◆ Exercise instructions ◆
How many lines in these records hold the string "post"? State only that number.

◆ The records ◆
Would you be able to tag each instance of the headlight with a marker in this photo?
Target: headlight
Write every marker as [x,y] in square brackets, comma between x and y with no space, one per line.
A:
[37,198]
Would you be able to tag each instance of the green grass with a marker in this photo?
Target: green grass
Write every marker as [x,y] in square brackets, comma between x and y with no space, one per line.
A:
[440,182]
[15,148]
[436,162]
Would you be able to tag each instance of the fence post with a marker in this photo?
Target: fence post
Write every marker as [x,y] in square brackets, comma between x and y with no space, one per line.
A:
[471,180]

--

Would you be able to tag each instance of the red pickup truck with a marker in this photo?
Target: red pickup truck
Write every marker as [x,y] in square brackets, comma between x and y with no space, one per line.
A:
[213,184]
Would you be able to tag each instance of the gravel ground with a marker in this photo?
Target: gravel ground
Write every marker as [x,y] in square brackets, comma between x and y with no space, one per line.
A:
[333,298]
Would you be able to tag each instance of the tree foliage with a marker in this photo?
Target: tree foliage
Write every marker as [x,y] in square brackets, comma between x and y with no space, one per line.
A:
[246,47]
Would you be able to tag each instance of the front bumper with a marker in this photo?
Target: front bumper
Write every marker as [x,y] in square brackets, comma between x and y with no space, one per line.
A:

◆ Task solution ◆
2